Copy the listing out in full. Keep every word as it is.
···
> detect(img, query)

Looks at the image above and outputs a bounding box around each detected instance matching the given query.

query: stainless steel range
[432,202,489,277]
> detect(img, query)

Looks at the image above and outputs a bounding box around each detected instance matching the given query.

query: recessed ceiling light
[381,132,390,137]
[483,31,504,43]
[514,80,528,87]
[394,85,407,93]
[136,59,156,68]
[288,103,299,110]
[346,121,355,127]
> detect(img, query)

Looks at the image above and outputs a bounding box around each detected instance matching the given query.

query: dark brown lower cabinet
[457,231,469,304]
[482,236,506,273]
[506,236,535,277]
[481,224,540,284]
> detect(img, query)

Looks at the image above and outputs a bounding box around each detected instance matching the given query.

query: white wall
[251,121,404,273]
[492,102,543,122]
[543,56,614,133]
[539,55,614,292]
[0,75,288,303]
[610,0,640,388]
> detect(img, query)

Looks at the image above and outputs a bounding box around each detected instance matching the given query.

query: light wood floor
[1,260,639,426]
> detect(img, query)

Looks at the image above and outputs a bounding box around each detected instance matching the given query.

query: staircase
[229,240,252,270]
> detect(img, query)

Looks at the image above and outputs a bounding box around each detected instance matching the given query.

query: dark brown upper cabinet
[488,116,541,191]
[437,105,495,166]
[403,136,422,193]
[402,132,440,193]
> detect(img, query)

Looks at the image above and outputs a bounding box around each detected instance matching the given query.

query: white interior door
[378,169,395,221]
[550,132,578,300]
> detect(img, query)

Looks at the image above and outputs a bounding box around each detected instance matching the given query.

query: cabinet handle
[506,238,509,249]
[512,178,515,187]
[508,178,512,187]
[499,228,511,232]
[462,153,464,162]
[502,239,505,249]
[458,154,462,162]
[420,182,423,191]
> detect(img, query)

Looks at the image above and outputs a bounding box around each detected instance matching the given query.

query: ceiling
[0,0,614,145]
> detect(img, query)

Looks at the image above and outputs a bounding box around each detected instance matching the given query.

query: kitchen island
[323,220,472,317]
···
- [PROBLEM SOLUTION]:
> detect(img, query)

Looks at the image above and outputs a bounding box around each detected instance matching the given query.

query: stainless steel range
[432,202,489,277]
> detect(img, query)

Looks at the image above and outputs a bounding box around each detected instance matching the given query.

query: recessed ceiling light
[381,132,390,137]
[483,31,504,43]
[514,80,528,87]
[394,85,407,93]
[136,59,156,68]
[288,103,299,110]
[346,121,355,127]
> detect(img, query)

Looks at the image above and outputs a bounding box around each detected instance matching the given query.

query: dark brown lower cabinet
[457,231,469,304]
[482,236,506,273]
[506,236,535,277]
[481,224,540,284]
> detect(img, query)

Looks at the image above and outputs a bounding box around each detected instance matching the given query.

query: white wall
[251,121,404,273]
[492,102,543,122]
[543,56,614,133]
[539,55,614,292]
[0,75,288,303]
[610,0,640,388]
> detect(img, query)

Looks at the image above and outputs a bounding box around each detected instance matching the given query.

query: light wood floor
[1,260,639,426]
> detect(img, query)

Looks at the image above and outputs a bounding box around each detected instance matching the given query.

query: staircase
[229,240,252,270]
> detect(img, query)

Looks at the image above and outputs a bounding box around each detected instance matching the given query.

query: dark brown upper cabinet
[488,116,541,191]
[437,105,495,166]
[403,136,422,193]
[402,132,440,193]
> detect(img, query)

Looks at the image above and outputs a bounding box around each detected instance matching the given query.

query: white interior door
[378,169,395,221]
[550,132,578,300]
> detect(img, query)

Looks at the image above and outputs a bounding box around each detected instance matching the given query.

query: cabinet handle
[506,238,509,249]
[512,178,515,187]
[508,178,512,187]
[499,228,511,232]
[462,153,464,162]
[502,239,505,249]
[458,154,462,162]
[420,182,423,191]
> detect(img, query)

Looks at the image above and outputs a bounding box around each detected instance matching the given query.

query: ceiling
[0,0,614,145]
> detect(img, query)

Looks at the image above and outputs a bounding box around each detected instance matching the given query.

query: kitchen island
[323,220,472,317]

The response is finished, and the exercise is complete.